* Begin *
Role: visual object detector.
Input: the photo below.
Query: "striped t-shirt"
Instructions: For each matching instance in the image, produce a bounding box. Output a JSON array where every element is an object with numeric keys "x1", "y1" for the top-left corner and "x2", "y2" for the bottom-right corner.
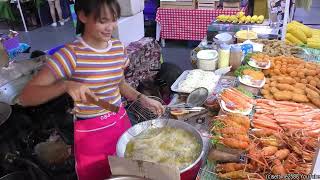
[{"x1": 47, "y1": 38, "x2": 127, "y2": 118}]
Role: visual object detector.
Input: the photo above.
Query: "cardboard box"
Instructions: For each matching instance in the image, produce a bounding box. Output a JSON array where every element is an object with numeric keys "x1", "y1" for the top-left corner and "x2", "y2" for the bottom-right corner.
[
  {"x1": 160, "y1": 0, "x2": 197, "y2": 9},
  {"x1": 223, "y1": 1, "x2": 240, "y2": 9},
  {"x1": 198, "y1": 0, "x2": 220, "y2": 9},
  {"x1": 112, "y1": 12, "x2": 144, "y2": 46}
]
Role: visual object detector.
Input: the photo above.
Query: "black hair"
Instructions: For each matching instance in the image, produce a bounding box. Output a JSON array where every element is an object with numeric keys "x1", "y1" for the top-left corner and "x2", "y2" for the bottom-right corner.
[{"x1": 74, "y1": 0, "x2": 121, "y2": 34}]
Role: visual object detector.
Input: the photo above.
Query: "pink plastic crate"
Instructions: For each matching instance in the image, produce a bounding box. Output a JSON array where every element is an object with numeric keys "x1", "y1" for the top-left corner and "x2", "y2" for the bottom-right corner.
[{"x1": 2, "y1": 36, "x2": 20, "y2": 51}]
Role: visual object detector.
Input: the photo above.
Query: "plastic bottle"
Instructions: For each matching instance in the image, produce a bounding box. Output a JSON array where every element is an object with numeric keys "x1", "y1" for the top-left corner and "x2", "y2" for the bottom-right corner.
[
  {"x1": 229, "y1": 45, "x2": 242, "y2": 71},
  {"x1": 218, "y1": 44, "x2": 230, "y2": 69}
]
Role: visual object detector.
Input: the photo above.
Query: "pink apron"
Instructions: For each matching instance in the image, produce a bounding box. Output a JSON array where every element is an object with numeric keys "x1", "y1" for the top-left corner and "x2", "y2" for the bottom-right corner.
[{"x1": 74, "y1": 106, "x2": 131, "y2": 180}]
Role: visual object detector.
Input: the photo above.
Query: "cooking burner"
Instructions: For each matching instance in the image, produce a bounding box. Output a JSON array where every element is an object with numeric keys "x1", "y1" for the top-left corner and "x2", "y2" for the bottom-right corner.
[{"x1": 0, "y1": 96, "x2": 76, "y2": 180}]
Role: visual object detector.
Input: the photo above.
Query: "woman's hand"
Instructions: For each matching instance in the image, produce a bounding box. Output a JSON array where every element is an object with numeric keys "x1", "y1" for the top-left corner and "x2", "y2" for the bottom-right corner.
[
  {"x1": 64, "y1": 81, "x2": 99, "y2": 103},
  {"x1": 140, "y1": 95, "x2": 165, "y2": 116}
]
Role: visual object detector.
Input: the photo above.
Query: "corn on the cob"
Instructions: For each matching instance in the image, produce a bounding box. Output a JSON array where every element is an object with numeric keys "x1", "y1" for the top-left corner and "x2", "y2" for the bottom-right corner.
[
  {"x1": 291, "y1": 21, "x2": 312, "y2": 38},
  {"x1": 288, "y1": 27, "x2": 307, "y2": 43},
  {"x1": 307, "y1": 38, "x2": 320, "y2": 49},
  {"x1": 286, "y1": 33, "x2": 303, "y2": 45},
  {"x1": 286, "y1": 38, "x2": 293, "y2": 45}
]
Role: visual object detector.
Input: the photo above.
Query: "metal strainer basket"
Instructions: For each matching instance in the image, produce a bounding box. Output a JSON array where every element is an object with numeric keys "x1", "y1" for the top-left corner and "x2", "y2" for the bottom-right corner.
[
  {"x1": 127, "y1": 96, "x2": 169, "y2": 139},
  {"x1": 127, "y1": 96, "x2": 169, "y2": 123}
]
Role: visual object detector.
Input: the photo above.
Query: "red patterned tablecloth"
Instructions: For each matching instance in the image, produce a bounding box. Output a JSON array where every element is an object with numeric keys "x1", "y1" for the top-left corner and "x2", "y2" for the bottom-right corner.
[{"x1": 156, "y1": 7, "x2": 247, "y2": 40}]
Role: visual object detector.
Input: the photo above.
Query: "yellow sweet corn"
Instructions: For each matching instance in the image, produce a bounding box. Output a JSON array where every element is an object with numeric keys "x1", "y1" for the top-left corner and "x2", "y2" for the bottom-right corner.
[
  {"x1": 286, "y1": 38, "x2": 293, "y2": 45},
  {"x1": 286, "y1": 33, "x2": 303, "y2": 45},
  {"x1": 291, "y1": 21, "x2": 312, "y2": 38},
  {"x1": 287, "y1": 27, "x2": 307, "y2": 44},
  {"x1": 312, "y1": 29, "x2": 320, "y2": 38},
  {"x1": 307, "y1": 39, "x2": 320, "y2": 49},
  {"x1": 287, "y1": 23, "x2": 296, "y2": 32}
]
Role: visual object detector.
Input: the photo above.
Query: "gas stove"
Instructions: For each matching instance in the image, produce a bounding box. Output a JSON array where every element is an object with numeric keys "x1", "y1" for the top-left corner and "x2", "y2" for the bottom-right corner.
[{"x1": 0, "y1": 95, "x2": 76, "y2": 180}]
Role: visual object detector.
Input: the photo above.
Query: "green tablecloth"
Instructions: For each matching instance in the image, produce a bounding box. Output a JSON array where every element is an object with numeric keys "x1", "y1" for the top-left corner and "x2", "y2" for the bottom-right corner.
[{"x1": 0, "y1": 0, "x2": 17, "y2": 21}]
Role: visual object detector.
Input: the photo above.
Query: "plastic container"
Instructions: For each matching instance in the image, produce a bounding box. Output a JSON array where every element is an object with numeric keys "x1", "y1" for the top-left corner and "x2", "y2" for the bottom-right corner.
[
  {"x1": 218, "y1": 44, "x2": 230, "y2": 69},
  {"x1": 215, "y1": 33, "x2": 233, "y2": 44},
  {"x1": 197, "y1": 50, "x2": 218, "y2": 71},
  {"x1": 229, "y1": 45, "x2": 242, "y2": 71}
]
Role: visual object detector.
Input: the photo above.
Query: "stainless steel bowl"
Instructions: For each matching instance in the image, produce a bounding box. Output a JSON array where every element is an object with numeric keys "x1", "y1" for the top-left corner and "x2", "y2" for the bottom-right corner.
[{"x1": 117, "y1": 119, "x2": 205, "y2": 173}]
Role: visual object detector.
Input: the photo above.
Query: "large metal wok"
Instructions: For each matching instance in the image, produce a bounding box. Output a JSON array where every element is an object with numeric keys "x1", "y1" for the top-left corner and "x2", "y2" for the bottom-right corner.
[{"x1": 117, "y1": 119, "x2": 205, "y2": 180}]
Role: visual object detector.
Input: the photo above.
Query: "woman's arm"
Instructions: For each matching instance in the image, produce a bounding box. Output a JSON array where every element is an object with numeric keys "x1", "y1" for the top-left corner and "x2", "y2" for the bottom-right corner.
[
  {"x1": 19, "y1": 66, "x2": 66, "y2": 106},
  {"x1": 19, "y1": 66, "x2": 98, "y2": 106}
]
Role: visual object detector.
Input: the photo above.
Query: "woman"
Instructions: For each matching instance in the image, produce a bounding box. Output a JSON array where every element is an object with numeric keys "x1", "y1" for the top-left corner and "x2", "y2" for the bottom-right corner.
[
  {"x1": 48, "y1": 0, "x2": 64, "y2": 27},
  {"x1": 20, "y1": 0, "x2": 164, "y2": 180}
]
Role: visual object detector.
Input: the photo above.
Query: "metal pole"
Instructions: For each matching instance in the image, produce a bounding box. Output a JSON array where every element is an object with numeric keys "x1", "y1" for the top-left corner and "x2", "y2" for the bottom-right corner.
[
  {"x1": 17, "y1": 0, "x2": 28, "y2": 32},
  {"x1": 281, "y1": 0, "x2": 290, "y2": 41}
]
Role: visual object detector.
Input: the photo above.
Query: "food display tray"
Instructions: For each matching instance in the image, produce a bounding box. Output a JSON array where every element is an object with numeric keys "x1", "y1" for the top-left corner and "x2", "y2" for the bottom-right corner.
[
  {"x1": 171, "y1": 70, "x2": 221, "y2": 94},
  {"x1": 248, "y1": 59, "x2": 271, "y2": 69},
  {"x1": 238, "y1": 76, "x2": 266, "y2": 88}
]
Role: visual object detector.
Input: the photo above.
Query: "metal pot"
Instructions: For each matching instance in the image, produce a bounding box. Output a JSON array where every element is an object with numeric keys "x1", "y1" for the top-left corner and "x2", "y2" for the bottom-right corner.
[
  {"x1": 0, "y1": 102, "x2": 12, "y2": 125},
  {"x1": 117, "y1": 119, "x2": 205, "y2": 180}
]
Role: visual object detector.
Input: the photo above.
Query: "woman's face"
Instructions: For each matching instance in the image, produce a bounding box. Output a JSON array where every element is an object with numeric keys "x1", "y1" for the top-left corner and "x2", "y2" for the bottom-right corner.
[{"x1": 80, "y1": 5, "x2": 117, "y2": 42}]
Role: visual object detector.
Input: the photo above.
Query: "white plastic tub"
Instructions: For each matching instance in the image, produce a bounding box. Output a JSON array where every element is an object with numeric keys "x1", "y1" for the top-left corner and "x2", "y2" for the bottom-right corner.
[{"x1": 197, "y1": 50, "x2": 218, "y2": 71}]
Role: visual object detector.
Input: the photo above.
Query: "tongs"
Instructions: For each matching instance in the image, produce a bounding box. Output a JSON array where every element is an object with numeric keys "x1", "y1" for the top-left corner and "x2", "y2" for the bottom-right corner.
[{"x1": 165, "y1": 103, "x2": 205, "y2": 112}]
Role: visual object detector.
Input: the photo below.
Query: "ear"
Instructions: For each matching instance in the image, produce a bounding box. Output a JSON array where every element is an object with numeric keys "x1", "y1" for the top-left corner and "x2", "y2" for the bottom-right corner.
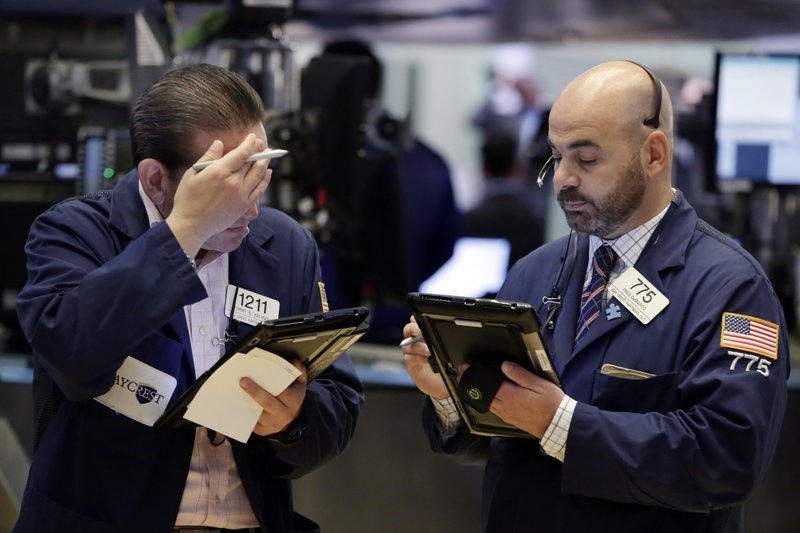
* End *
- **Written instruction**
State how many lines in the records above contain the string "pink". Reply with the number alone.

- **Output for this exercise**
2